Content starts
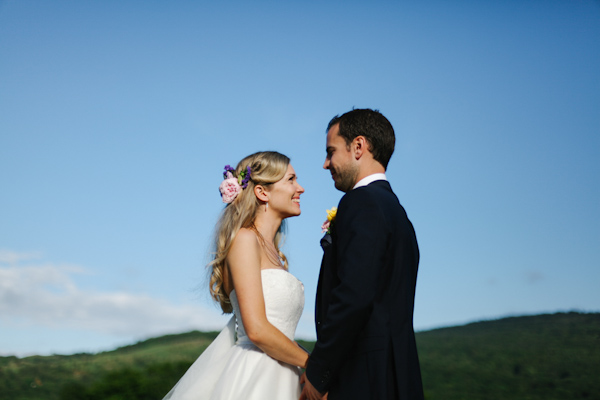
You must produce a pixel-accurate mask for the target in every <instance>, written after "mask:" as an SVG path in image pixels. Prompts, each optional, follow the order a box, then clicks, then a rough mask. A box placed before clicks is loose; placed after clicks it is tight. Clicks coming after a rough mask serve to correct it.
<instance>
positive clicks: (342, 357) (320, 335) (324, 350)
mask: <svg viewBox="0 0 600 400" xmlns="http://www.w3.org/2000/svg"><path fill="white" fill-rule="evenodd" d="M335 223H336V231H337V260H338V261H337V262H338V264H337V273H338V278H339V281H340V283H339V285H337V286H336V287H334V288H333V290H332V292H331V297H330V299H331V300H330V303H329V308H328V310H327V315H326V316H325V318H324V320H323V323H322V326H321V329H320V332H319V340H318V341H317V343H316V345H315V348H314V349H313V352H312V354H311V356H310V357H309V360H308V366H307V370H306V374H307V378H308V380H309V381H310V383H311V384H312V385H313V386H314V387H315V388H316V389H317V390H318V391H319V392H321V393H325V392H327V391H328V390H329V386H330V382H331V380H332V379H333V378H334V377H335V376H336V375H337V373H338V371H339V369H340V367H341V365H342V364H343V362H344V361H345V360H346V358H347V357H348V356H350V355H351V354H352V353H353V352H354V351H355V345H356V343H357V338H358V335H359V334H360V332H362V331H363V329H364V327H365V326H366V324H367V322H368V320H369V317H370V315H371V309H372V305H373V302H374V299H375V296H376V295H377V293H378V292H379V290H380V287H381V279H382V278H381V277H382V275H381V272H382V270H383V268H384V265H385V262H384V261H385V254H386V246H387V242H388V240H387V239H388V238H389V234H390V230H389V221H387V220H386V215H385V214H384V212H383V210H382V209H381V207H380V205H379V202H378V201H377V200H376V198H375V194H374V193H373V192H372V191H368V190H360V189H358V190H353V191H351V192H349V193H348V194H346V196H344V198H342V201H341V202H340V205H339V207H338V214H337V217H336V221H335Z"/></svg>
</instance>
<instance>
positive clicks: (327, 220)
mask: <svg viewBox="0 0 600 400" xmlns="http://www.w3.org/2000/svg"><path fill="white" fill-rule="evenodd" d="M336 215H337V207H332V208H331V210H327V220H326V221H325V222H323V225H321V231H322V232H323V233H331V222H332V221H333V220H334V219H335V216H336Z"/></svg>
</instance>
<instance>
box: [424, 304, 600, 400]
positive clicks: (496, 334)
Content ends
YOUR TASK:
Recast every line of the entries above as a JSON list of strings, one string per line, skipping blank lines and leaving the picture out.

WRITTEN SOLUTION:
[
  "You must produce a pixel-accurate mask for the target in every <instance>, written after \"mask:\" as an SVG path in image pixels. Prompts, each optional, follow the order a box, then clicks, then a rough mask. A box placed before clicks is loose; placed after clicks it is tight. Clicks coming after a rough mask serve to correct it.",
  "<instance>",
  "positive clicks: (342, 357) (320, 335) (324, 350)",
  "mask: <svg viewBox=\"0 0 600 400\" xmlns=\"http://www.w3.org/2000/svg\"><path fill=\"white\" fill-rule=\"evenodd\" d=\"M335 223H336V231H337V260H338V261H337V262H338V264H337V273H338V278H339V281H340V283H339V285H337V286H336V287H334V288H333V290H332V292H331V297H330V299H331V300H330V303H329V308H328V310H327V315H326V316H325V318H324V320H323V323H322V326H321V329H320V332H319V340H318V341H317V343H316V345H315V348H314V349H313V352H312V354H311V356H310V357H309V360H308V366H307V370H306V374H307V378H308V380H309V381H310V383H311V384H312V385H313V386H314V387H315V388H316V389H317V390H318V391H319V392H321V393H325V392H327V391H328V390H329V386H330V382H331V380H332V379H333V378H334V377H335V376H336V375H337V373H338V371H339V369H340V367H341V365H342V364H343V362H344V361H345V360H346V358H347V357H348V356H350V355H351V354H352V353H353V352H354V351H355V345H356V343H357V338H358V335H359V334H360V332H362V331H363V329H364V327H365V326H366V324H367V322H368V320H369V317H370V315H371V309H372V305H373V302H374V299H375V296H376V295H377V293H378V292H379V290H380V287H381V279H382V278H381V277H382V275H381V272H382V270H383V268H384V265H385V262H384V261H385V254H386V246H387V242H388V240H387V239H388V238H389V234H390V230H389V221H387V220H386V215H385V214H384V212H383V210H382V209H381V207H380V205H379V202H378V201H377V200H376V198H375V194H374V193H373V192H372V191H368V190H360V189H358V190H353V191H351V192H349V193H348V194H346V196H344V198H342V201H341V202H340V205H339V207H338V214H337V217H336V221H335Z\"/></svg>",
  "</instance>",
  "<instance>",
  "positive clicks: (327, 220)",
  "mask: <svg viewBox=\"0 0 600 400\" xmlns=\"http://www.w3.org/2000/svg\"><path fill=\"white\" fill-rule=\"evenodd\" d=\"M336 215H337V207H332V208H331V210H327V220H326V221H325V222H323V225H321V231H322V232H323V233H331V222H332V221H333V220H334V219H335V216H336Z\"/></svg>",
  "</instance>",
  "<instance>",
  "box: [424, 304, 600, 400]",
  "positive clicks: (496, 334)"
]